**WORK REQUEST**
Continue the commentary on health care reform from its last sentence, not the data that follows it.

**DOCUMENT TEXT**
((
Here is some “Food for Thought” that aired Tuesday on 1590 AM KLIV during “The CEO Show,” which I host:

Currently, Congress and President Obama are putting their final touches on what they hope will be comprehensive health care reform. Since health care accounts for one-sixth of the American economy, the decisions they make will impact the lives and livelihoods of almost every American.

From my perspective and the perspective of the Silicon Valley Leadership Group, there are core elements that we hope will be in any final health care plan: Universal coverage for all Americans; cost containment for individuals and employers; improved quality and coordination of care; an emphasis on wellness, diet and exercise; health IT; and tort reform.

The current House and Senate bills stack up against our priorities as follows:

  • Universal coverage for all Americans: It looks like 96 percent would be covered; not 100 percent, but much better than today’s 85 percent. 
  • Cost Containment: In terms of reducing the cost of health care for individuals and employers, serious concerns remain that the current plans will not reduce costs in the short-term or even the mid-term. 
  • Improved quality: We spend more per capita than any nation in the world but have poor health outcomes. We need quality, not quantity. The bill will create medical homes for patients and providers will be in charge of managing your health, not just treating you and sending you home. 
  • Wellness: Forty percent of American adults are obese or overweight, and nearly 30 percent of children obese or overweight creating an epidemic that triggers largely avoidable serious illnesses like diabetes, heart disease, high blood pressure and cholesterol. Both bills could and should do more about this.
))
**MATERIAL SHOWN**
((
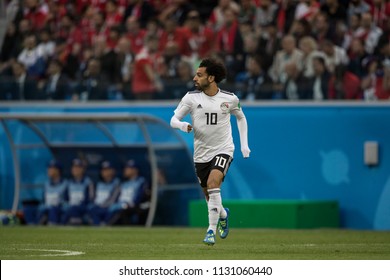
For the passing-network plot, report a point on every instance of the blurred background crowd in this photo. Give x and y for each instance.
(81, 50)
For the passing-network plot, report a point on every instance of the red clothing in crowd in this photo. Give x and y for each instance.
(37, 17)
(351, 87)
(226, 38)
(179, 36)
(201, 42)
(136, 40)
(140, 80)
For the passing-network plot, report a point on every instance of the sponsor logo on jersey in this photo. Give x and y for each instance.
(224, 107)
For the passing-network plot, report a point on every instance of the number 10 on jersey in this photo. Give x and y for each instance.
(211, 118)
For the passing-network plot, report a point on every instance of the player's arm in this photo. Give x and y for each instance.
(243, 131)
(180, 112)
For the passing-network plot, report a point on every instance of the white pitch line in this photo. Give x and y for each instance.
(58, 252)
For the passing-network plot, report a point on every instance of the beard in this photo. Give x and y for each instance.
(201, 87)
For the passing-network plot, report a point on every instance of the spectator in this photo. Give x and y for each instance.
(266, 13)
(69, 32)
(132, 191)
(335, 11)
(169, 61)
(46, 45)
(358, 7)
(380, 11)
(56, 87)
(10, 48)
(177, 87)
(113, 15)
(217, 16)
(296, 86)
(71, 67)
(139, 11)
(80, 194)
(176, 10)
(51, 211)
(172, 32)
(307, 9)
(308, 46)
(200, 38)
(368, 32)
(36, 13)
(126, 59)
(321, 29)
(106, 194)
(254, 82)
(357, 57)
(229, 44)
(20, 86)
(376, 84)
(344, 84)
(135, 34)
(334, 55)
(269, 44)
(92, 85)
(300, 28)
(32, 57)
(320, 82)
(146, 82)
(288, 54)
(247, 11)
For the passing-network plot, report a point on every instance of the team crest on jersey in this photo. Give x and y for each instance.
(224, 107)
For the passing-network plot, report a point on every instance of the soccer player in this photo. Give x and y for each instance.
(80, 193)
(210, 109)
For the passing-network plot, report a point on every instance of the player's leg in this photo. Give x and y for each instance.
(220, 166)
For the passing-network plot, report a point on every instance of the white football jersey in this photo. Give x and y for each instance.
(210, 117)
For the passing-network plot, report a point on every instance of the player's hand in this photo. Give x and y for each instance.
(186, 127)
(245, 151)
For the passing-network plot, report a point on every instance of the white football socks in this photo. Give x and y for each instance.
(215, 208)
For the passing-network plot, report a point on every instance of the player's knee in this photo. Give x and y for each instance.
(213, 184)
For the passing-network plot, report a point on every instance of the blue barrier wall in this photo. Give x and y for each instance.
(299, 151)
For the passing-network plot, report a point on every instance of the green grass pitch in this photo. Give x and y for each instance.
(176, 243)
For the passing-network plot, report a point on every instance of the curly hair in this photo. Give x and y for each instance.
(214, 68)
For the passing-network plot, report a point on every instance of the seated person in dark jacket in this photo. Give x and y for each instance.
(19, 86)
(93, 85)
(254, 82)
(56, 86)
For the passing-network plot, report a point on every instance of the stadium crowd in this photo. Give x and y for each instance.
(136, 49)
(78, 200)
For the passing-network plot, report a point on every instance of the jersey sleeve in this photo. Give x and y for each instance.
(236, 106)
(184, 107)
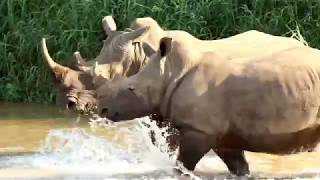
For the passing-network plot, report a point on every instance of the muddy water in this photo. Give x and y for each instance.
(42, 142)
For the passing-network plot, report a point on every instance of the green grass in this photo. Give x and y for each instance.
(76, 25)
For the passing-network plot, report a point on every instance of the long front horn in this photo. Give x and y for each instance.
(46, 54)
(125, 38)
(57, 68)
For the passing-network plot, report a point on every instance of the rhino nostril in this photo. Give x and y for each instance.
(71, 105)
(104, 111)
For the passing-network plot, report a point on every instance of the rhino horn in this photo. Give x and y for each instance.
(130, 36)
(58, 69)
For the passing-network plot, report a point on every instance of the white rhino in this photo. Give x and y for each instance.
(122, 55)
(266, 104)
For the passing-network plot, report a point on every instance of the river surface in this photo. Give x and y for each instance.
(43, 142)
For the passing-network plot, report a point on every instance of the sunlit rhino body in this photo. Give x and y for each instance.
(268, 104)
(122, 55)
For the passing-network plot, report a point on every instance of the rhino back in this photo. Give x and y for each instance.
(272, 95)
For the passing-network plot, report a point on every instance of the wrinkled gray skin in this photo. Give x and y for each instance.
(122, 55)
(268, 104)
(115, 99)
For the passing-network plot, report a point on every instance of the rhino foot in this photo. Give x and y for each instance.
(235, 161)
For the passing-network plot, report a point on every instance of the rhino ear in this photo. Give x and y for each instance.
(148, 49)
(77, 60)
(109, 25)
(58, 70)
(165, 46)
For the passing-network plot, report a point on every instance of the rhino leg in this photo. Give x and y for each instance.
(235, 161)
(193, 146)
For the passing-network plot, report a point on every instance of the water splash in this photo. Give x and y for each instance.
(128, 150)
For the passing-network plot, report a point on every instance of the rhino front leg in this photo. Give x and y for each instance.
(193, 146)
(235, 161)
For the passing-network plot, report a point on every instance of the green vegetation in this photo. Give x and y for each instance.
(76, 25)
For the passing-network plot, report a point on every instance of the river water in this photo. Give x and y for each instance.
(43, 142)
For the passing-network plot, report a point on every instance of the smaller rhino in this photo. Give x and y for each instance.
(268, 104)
))
((
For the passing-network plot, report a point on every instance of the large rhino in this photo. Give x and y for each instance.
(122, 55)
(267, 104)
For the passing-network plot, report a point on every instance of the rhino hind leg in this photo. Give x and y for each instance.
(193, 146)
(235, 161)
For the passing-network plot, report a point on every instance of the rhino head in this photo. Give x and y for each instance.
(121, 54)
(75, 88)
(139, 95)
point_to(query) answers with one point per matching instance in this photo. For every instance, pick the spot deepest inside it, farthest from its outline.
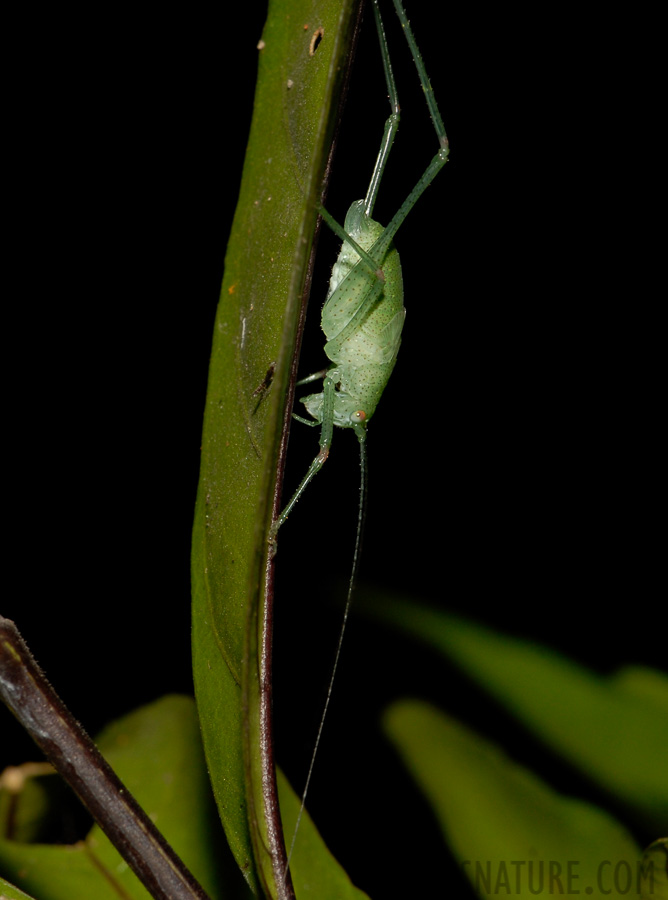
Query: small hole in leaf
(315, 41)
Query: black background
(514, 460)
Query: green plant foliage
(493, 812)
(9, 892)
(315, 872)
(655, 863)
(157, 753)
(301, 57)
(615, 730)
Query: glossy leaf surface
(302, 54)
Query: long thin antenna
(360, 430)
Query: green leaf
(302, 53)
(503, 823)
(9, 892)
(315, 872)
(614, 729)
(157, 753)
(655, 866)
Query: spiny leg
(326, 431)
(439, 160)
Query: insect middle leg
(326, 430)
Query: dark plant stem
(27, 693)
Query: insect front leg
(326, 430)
))
**EXERCISE ANSWER**
  • Health IT: Electronic medical records, electronic prescribing and disease management, telemedicine and other emerging technologies will bring us improved efficiencies, reduction in errors, and better outcomes, all positive byproducts of positive gains in incorporating health IT. This has the potential of being a strong aspect of a final bill. 
  • Tort Reform: Avoiding frivolous lawsuits against doctors has proven to lower costs in states that have adopted thoughtful tort reform. Currently, such sensible steps are not in either plan. 

Comprehensive Health Care Reform: The chances look increasingly certain that something will pass, and be signed by the President, in the days or weeks ahead. I have shared the priority provisions of the Silicon Valley Leadership Group. They may or may not be yours. Whatever your priorities might be, pick up your phone or click on your keyboard and contact your Member of Congress.

There is too much at stake to sit on the sidelines of this important national debate.
I welcome your feedback. Never forget, our Democracy was not created for us to sit on the sidelines. Get engaged and move the ball forward.